Problem to work on: Only the lines that hold "covered" should be in the answer, each copied from the data below.

━━ Data for the task

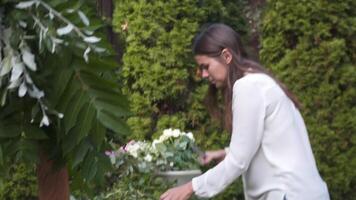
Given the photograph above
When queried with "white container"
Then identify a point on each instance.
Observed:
(181, 176)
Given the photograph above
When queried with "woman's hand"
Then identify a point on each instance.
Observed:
(217, 155)
(182, 192)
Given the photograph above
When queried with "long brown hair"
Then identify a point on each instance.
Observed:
(210, 42)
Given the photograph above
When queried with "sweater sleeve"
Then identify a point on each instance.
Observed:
(248, 108)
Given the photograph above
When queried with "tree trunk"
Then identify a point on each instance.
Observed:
(105, 8)
(53, 184)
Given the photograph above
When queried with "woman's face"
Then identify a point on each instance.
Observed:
(212, 69)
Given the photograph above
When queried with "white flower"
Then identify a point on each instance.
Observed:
(176, 133)
(190, 136)
(155, 142)
(148, 158)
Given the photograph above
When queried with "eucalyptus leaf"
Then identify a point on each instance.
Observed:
(85, 55)
(29, 59)
(84, 18)
(16, 71)
(81, 152)
(92, 39)
(65, 30)
(25, 4)
(5, 66)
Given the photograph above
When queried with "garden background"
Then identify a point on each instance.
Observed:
(309, 45)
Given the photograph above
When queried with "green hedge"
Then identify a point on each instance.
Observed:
(159, 72)
(311, 46)
(21, 183)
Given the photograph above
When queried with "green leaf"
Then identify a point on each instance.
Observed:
(73, 109)
(111, 96)
(114, 123)
(80, 152)
(94, 81)
(97, 135)
(86, 118)
(116, 110)
(35, 133)
(9, 130)
(1, 156)
(70, 140)
(29, 150)
(89, 166)
(62, 81)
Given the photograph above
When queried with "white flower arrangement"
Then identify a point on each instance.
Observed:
(171, 151)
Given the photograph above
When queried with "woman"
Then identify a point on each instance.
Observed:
(269, 145)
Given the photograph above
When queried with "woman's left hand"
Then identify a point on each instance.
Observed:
(182, 192)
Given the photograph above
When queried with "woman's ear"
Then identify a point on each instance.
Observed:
(227, 55)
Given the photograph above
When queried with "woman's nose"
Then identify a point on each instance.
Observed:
(204, 73)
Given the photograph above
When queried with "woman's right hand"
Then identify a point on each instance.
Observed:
(209, 156)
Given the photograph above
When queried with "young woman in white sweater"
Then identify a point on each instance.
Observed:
(269, 144)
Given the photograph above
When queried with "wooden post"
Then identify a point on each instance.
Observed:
(53, 183)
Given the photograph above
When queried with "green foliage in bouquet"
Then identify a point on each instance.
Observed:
(22, 185)
(173, 150)
(311, 46)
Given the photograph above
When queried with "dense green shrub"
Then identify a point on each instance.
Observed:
(21, 185)
(311, 46)
(159, 72)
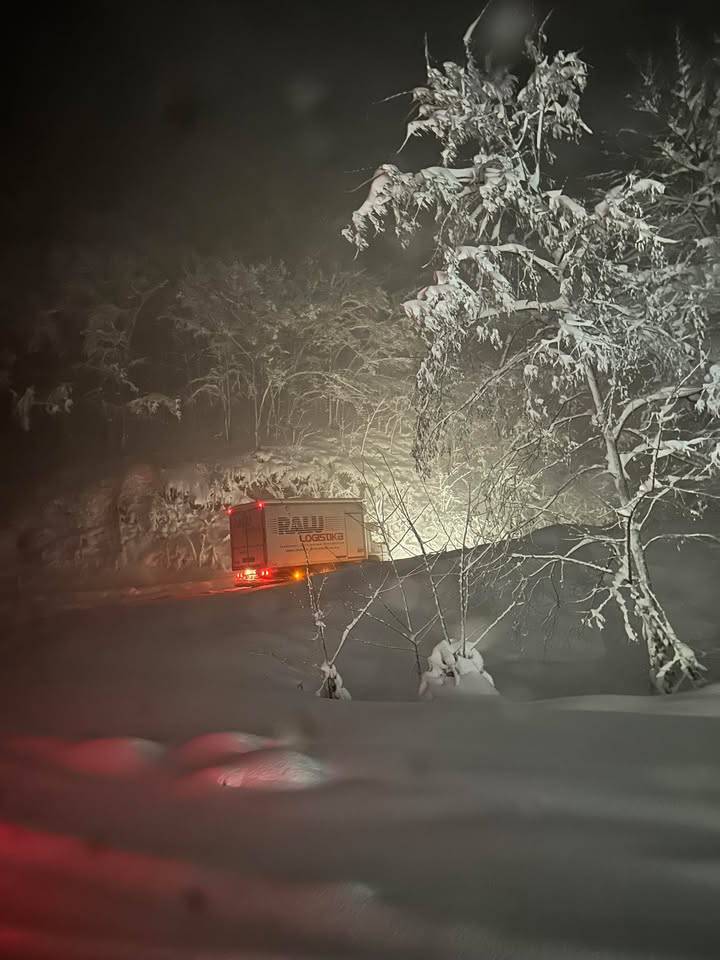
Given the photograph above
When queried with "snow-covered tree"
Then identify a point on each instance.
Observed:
(295, 347)
(584, 311)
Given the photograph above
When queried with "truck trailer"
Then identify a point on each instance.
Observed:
(282, 539)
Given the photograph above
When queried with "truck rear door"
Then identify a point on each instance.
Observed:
(247, 541)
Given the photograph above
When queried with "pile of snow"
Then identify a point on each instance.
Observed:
(431, 831)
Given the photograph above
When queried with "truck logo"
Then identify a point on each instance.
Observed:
(296, 525)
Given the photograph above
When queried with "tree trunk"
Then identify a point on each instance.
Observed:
(671, 661)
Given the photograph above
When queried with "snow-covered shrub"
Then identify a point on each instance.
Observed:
(455, 669)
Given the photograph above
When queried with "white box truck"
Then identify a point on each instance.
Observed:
(281, 539)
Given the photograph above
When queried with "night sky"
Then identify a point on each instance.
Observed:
(227, 124)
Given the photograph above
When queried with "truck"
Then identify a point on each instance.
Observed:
(274, 540)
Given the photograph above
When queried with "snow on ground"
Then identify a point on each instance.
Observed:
(443, 830)
(170, 787)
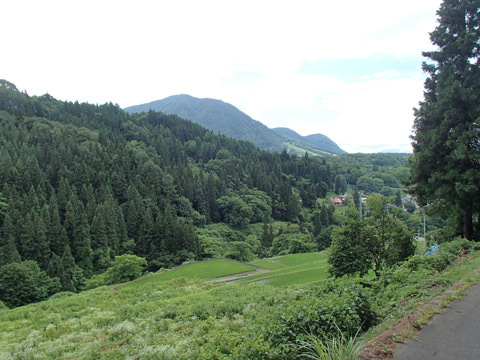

━━━━

Response to the task:
When queried with "snow-covered tree"
When queried with "snow-covered shrub"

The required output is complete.